Texto de referencia:
------------
De los que llevaban la marcha, como se dice, en los conjuntos soneros,  hay que mencionar a Yiyo Alfonso en la Sonora Matancera, al Chicuelo en el Conjunto Casino, y a Papa Kila Suárez y Félix Chocolate Alfonso en el conjunto de Arsenio Rodríguez.

Lo mismo sucede cuando se repasan las nóminas de las charangas que hicieron época hacia la medianía del siglo pasado: la confianza de Arcaño en Ulpiano Díaz, de Fajardo y Rolando Valdés en Chuchú Esquijarrosa, de Ninón Mondéjar en Augusto Barcia, de Juanito Ramos en Pascualito Hernández; y de Rafael Lay en Orestes Varona, habla de la estatura musical de aquellos timbaleros.

Pero el despegue de las individualidades comenzó justo cuando en su evolución la rumba y el son transitaron hacia instancias de una mayor complejidad discursiva y las funciones acompañantes de los componentes de sus bases rítmicas, sin dejar de ser tales, se elevaron a planos protagónicos.

La dimensión espectacular tuvo mucho que ver en el destaque de congueros o tumbadores que trabajaron en los cabarets y otros centros nocturnos. Oscar Valdés II, el de Irakere, contó cómo para seguir los endiablados pasos de rumba de los bailarines del cabaret La Campana, en Infanta y Manglar, debió desarrollar una técnica virtuosa en las tumbadoras. Tropicana fue una escuela para Ricardo Abreu, decisiva para la concepción del cuarteto de percusión Los Papines, el más depurado e imaginativo conjunto rumbero en el ámbito escénico.

Mítica resultó la presencia de El Chori en la Playa de Marianao, donde con timbales, llantas de auto y botellas, hacía un show rumbero delirante que hipnotizó a renombrados visitantes e influyó en quien llegaría a ser uno de los más reputados timbaleros del siglo XX, el puertorriqueño Tito Puente.

Las amarras se soltaron definitivamente a partir del encuentro de rumberos y soneros con el jazz. Era lógico que así aconteciera. En el jazz, expresión marcada por la improvisación y los más amplios márgenes de libertad creadora, los ejecutantes de la percusión cubana hallaron un campo propicio para el virtuosismo.
------------
Registros de datos:

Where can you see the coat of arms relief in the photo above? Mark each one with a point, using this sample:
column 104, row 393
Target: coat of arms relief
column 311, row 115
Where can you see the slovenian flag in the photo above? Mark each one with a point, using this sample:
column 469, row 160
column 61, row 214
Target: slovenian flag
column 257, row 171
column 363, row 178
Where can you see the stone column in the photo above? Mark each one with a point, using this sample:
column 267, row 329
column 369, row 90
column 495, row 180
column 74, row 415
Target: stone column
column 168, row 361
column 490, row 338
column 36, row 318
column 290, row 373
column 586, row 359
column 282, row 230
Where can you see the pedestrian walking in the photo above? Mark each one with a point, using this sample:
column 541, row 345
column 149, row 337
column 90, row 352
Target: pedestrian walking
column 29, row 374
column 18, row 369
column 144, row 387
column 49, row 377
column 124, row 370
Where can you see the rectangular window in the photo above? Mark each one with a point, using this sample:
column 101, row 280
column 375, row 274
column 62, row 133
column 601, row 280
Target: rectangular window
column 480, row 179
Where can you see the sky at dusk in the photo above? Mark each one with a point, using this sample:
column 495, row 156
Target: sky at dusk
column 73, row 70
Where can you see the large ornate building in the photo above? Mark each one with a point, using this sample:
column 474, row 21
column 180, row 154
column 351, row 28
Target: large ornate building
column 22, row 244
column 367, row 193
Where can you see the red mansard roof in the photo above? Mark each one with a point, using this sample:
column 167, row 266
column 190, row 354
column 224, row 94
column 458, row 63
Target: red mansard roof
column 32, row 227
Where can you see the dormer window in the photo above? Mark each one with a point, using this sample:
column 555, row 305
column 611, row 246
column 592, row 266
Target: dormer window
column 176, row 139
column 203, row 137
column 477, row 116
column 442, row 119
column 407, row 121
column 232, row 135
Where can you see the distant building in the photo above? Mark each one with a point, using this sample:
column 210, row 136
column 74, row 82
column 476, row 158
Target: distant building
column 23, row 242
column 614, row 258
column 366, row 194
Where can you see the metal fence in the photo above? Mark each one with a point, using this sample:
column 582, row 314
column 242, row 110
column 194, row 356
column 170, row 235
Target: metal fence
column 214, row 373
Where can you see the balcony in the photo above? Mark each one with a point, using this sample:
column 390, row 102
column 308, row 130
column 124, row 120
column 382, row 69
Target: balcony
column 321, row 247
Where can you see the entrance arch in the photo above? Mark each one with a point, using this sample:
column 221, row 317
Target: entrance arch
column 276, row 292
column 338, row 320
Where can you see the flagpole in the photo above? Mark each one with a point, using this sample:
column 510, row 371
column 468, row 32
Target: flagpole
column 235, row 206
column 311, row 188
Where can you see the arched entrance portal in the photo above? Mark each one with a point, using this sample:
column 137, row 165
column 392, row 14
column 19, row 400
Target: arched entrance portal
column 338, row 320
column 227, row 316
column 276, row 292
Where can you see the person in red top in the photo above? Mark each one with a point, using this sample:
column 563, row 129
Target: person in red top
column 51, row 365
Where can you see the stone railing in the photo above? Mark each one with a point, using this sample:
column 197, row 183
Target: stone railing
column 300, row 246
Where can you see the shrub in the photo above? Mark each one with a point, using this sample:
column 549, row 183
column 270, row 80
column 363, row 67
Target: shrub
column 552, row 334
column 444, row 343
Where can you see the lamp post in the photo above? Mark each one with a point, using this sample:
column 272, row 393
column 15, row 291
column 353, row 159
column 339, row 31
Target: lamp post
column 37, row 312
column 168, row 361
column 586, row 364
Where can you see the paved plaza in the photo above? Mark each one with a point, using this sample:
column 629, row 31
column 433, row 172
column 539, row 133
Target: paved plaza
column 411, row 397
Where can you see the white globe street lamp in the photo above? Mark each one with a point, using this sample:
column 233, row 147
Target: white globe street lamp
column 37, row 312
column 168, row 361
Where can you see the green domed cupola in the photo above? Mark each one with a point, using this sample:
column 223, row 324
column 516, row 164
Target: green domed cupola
------------
Instrucciones:
A: Responde a partir del texto sobre la percusión cubana:
(i) ¿En qué conjunto tocaba el Chicuelo?
(ii) ¿En qué esquina estaba el cabaret La Campana?
(iii) ¿Qué usaba El Chori en su show, además de timbales?
B: Transcribe del texto sobre la percusión cubana, sin alterar nada, el fragmento que empieza con las palabras "Mítica resultó la" y termina con "para el virtuosismo.".
C: ¿Concuerda cada afirmación con el texto sobre la percusión cubana? Responde sí o no y cita las palabras del texto que lo deciden.
(i) Ricardo Abreu se formó en el cabaret La Campana.
(ii) El Chori influyó en Tito Puente.
(iii) Arcaño confiaba en Ulpiano Díaz.

Soluciones:
A:
(i) En el Conjunto Casino.
(ii) En Infanta y Manglar.
(iii) Llantas de auto y botellas.

B:
Mítica resultó la presencia de El Chori en la Playa de Marianao, donde con timbales, llantas de auto y botellas, hacía un show rumbero delirante que hipnotizó a renombrados visitantes e influyó en quien llegaría a ser uno de los más reputados timbaleros del siglo XX, el puertorriqueño Tito Puente.

Las amarras se soltaron definitivamente a partir del encuentro de rumberos y soneros con el jazz. Era lógico que así aconteciera. En el jazz, expresión marcada por la improvisación y los más amplios márgenes de libertad creadora, los ejecutantes de la percusión cubana hallaron un campo propicio para el virtuosismo.

C:
(i) No: "Tropicana fue una escuela para Ricardo Abreu".
(ii) Sí: "influyó en quien llegaría a ser uno de los más reputados timbaleros del siglo XX, el puertorriqueño Tito Puente".
(iii) Sí: "la confianza de Arcaño en Ulpiano Díaz".